===== SOURCE EXTRACT =====

- Born: Alvin Howard Neelley, Jr. July 15, 1953 Trion, Georgia, U.S.
- Died: October 21, 2005 (aged 52) Milledgeville, Georgia, U.S.
- Years active: 1982
- Spouse: Judith Neelley ​(m. 1980)​
- Children: 3
- Convictions: Murder Aggravated assault
- Criminal penalty: Life imprisonment

Details
- Victims: 2
- Country: United States
- State: Georgia
- Date apprehended: October 14, 1982
- Imprisoned at: Bostick State Prison, Hardwick, Georgia

= Alvin and Judith Neelley =

American criminal couple

Alvin Howard Neelley Jr. (July 15, 1953 – October 21, 2005) and Judith Ann Adams Neelley (born June 7, 1964) are an American married couple who committed the kidnappings and torture murders of Lisa Ann Millican and Janice Kay Chatman; they also attempted a third abduction. Judith was sentenced to death in 1983, but her sentence was commuted to life imprisonment in 1999. She served her sentence at the Julia Tutwiler Prison for Women in Wetumpka, Alabama. Alvin was serving a life sentence at the Bostick State Prison in Hardwick, Georgia at the time of his death in 2005.

===== DATASET SECTION =====

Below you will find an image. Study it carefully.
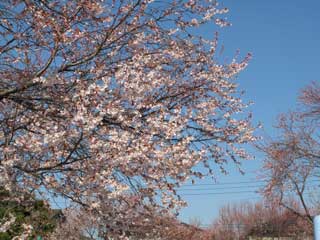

=====

= SHORT PROBLEM =
Rewrite everything in the text on the Neelley couple from "Alvin Howard Neelley Jr." down to "death in 2005.", putting "husband and wife" in place of "married couple".

= RIGHT ANSWER =
Alvin Howard Neelley Jr. (July 15, 1953 – October 21, 2005) and Judith Ann Adams Neelley (born June 7, 1964) are an American husband and wife who committed the kidnappings and torture murders of Lisa Ann Millican and Janice Kay Chatman; they also attempted a third abduction. Judith was sentenced to death in 1983, but her sentence was commuted to life imprisonment in 1999. She served her sentence at the Julia Tutwiler Prison for Women in Wetumpka, Alabama. Alvin was serving a life sentence at the Bostick State Prison in Hardwick, Georgia at the time of his death in 2005.